- **Exercise brief**:
Gather every row below that contains the string "brick", and copy each one in full.

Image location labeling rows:
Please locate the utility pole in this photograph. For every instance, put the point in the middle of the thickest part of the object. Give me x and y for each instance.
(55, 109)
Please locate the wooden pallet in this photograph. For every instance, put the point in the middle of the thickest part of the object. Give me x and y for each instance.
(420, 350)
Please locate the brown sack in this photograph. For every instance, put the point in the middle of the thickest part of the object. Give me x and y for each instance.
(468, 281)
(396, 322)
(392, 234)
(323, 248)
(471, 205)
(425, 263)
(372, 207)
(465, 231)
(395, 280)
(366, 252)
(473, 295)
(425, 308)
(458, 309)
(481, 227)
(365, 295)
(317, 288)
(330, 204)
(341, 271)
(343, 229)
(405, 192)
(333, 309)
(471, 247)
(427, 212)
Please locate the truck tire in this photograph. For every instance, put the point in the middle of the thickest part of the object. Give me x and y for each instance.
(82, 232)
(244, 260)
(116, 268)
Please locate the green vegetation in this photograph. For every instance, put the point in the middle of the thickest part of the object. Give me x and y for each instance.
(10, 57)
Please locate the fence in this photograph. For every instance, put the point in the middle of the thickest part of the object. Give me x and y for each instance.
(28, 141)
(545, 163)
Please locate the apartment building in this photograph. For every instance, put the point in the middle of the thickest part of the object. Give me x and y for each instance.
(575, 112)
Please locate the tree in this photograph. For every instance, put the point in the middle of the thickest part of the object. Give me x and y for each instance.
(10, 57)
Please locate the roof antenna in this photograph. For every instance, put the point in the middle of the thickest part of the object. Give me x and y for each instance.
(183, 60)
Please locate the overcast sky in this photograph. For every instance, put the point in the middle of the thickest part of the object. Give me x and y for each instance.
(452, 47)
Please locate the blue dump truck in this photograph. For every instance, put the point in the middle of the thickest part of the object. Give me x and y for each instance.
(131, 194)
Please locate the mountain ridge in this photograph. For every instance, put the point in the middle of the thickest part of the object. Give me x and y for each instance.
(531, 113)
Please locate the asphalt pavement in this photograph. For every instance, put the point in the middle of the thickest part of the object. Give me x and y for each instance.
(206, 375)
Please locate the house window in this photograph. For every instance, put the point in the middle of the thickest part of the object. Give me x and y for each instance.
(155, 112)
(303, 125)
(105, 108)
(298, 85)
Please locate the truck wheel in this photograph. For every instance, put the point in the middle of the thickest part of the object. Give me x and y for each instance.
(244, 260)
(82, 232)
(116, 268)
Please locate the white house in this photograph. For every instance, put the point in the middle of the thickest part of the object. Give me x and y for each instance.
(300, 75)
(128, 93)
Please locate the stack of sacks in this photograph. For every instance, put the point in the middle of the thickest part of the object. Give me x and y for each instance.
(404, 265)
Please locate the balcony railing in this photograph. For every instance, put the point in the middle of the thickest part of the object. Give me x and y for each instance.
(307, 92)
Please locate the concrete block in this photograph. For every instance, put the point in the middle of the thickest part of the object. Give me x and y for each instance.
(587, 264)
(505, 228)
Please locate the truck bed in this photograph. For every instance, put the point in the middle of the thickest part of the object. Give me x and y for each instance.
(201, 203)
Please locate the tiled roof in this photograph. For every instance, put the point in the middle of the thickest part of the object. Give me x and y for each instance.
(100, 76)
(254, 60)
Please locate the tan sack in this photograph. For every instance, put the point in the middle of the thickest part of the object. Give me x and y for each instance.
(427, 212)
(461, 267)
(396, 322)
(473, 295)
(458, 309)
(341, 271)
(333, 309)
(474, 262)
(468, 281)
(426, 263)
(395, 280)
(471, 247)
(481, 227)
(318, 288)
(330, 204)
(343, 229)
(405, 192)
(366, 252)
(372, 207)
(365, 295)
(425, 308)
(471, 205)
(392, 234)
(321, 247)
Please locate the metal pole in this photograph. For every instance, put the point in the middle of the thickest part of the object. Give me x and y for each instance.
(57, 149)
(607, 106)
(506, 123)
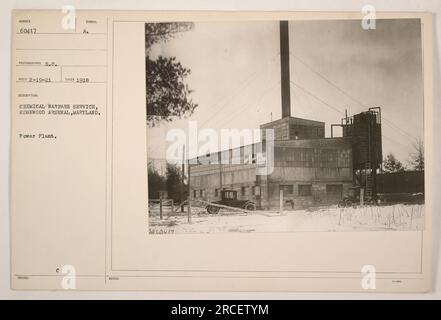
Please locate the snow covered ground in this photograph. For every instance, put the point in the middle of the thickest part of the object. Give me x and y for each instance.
(367, 218)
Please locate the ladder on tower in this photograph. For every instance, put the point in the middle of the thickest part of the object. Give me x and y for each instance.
(369, 180)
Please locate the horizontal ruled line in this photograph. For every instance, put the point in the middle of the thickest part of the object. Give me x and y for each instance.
(60, 65)
(60, 49)
(63, 33)
(47, 82)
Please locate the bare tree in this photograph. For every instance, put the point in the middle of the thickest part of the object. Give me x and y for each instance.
(417, 157)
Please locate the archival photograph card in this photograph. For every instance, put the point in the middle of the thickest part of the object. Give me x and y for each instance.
(221, 151)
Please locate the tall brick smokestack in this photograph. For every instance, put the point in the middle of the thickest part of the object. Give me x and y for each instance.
(284, 69)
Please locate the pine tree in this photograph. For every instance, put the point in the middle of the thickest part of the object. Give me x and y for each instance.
(392, 164)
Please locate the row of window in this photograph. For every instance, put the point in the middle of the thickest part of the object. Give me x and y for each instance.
(306, 189)
(244, 191)
(303, 189)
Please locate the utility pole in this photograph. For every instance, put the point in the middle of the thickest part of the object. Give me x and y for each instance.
(182, 178)
(284, 69)
(189, 195)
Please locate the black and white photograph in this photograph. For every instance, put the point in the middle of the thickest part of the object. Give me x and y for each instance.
(284, 126)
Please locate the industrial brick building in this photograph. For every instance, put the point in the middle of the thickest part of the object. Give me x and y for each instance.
(309, 168)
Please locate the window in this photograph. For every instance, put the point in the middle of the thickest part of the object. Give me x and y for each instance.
(287, 189)
(305, 190)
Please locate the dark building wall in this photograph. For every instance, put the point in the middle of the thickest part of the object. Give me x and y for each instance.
(310, 172)
(401, 182)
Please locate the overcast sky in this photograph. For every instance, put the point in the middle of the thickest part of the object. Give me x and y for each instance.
(236, 76)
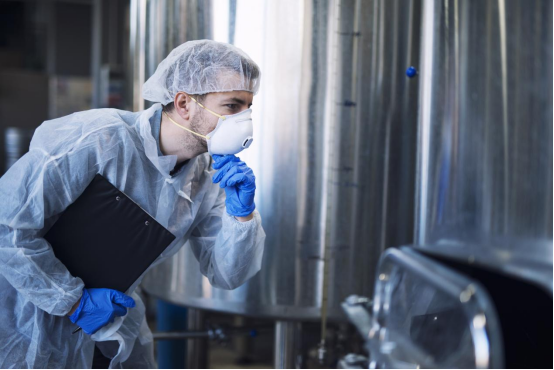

- **Exercise answer**:
Please locate the tall brick smokestack in this photograph. For every instance, put the point in the middle of the thickest part of the object. Give me x and y for each instance.
Please locate the industrial brick building in this photograph. For every instance, put the point in the middle of the thickest part of the object. Give me x and y for each instance.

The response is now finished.